Directions:
1 – According to the passage on batching meta-gradients across tasks, what does averaging across a batch of tasks reduce?
2 – From the passage on batching meta-gradients across tasks, extract the stretch from "return np.stack(xs), np.stack(ys)" through "y2 = sample_tasks(outer_batch_size, 50)" word for word.

begin Passage provided

Batching Meta-Gradient Across Tasks

Kind of does the job but not that great. Let's reduce the variance of gradients in outer loop by averaging across a batch of tasks (not just one task at a time).

vmap is awesome it enables nice handling of batching at two levels: inner-level "intra-task" batching, and outer level batching across tasks.

From a software engineering perspective, it is nice because the "task-batched" MAML implementation simply re-uses code from the non-task batched MAML algorithm, without losing any vectorization benefits.

In [0]:
def sample_tasks(outer_batch_size, inner_batch_size):
    # Select amplitude and phase for the task
    As = []
    phases = []
    for _ in range(outer_batch_size):        
        As.append(onp.random.uniform(low=0.1, high=.5))
        phases.append(onp.random.uniform(low=0., high=np.pi))
    def get_batch():
        xs, ys = [], []
        for A, phase in zip(As, phases):
            x = onp.random.uniform(low=-5., high=5., size=(inner_batch_size, 1))
            y = A * onp.sin(x + phase)
            xs.append(x)
            ys.append(y)
        return np.stack(xs), np.stack(ys)
    x1, y1 = get_batch()
    x2, y2 = get_batch()
    return x1, y1, x2, y2
In [17]:
outer_batch_size = 2
x1, y1, x2, y2 = sample_tasks(outer_batch_size, 50)
for i in range(outer_batch_size):
    plt.scatter(x1[i], y1[i], label='task{}-train'.format(i))
for i in range(outer_batch_size):
    plt.scatter(x2[i], y2[i], label='task{}-val'.format(i))
plt.legend()
Out[17]:
<matplotlib.legend.Legend at 0x7f6e5ff63748>
In [18]:
x2.shape
Out[18]:
(2, 50, 1)
In [20]:
opt_init, opt_update, get_params = optimizers.adam(step_size=1e-3)
out_shape, net_params = net_init(rng, in_shape)
opt_state = opt_init(net_params)

# vmapped version of maml loss.
# returns scalar for all tasks.

end Passage provided
begin Record extracts

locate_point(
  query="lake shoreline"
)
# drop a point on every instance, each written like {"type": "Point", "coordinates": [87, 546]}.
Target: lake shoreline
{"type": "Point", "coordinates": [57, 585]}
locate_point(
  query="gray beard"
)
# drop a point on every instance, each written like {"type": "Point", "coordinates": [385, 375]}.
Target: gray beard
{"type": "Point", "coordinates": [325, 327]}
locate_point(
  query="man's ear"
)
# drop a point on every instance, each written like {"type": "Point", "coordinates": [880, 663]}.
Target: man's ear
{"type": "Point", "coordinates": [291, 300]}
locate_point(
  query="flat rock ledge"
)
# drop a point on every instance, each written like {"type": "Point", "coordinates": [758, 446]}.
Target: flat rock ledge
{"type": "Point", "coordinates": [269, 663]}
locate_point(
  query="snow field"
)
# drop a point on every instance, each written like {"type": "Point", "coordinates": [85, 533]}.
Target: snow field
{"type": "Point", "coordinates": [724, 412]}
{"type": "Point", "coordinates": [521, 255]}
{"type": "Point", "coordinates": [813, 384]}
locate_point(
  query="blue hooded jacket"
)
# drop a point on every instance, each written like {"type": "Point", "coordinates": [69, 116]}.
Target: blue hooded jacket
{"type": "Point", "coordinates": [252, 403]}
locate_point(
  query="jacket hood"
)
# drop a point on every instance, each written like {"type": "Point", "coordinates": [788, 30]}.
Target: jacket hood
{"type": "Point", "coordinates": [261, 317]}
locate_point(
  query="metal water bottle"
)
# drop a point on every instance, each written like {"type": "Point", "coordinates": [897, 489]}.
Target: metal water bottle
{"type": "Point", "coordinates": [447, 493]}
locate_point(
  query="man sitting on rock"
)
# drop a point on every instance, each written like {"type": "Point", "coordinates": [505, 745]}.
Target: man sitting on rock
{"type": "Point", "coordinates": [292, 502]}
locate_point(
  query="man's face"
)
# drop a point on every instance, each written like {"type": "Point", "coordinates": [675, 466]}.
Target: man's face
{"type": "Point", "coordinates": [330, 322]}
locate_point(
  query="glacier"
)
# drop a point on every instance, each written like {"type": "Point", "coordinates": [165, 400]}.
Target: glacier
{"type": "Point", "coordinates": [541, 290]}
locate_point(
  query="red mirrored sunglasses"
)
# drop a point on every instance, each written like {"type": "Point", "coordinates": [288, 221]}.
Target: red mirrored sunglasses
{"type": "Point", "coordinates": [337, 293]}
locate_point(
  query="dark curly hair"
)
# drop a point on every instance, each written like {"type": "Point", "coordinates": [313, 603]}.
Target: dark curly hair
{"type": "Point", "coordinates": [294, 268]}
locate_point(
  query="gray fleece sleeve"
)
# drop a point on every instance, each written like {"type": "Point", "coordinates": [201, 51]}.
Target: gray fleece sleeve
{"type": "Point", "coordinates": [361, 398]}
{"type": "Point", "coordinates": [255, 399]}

end Record extracts

Results of the exercise:
1 – The variance of gradients in the outer loop.

2 –
return np.stack(xs), np.stack(ys)
    x1, y1 = get_batch()
    x2, y2 = get_batch()
    return x1, y1, x2, y2
In [17]:
outer_batch_size = 2
x1, y1, x2, y2 = sample_tasks(outer_batch_size, 50)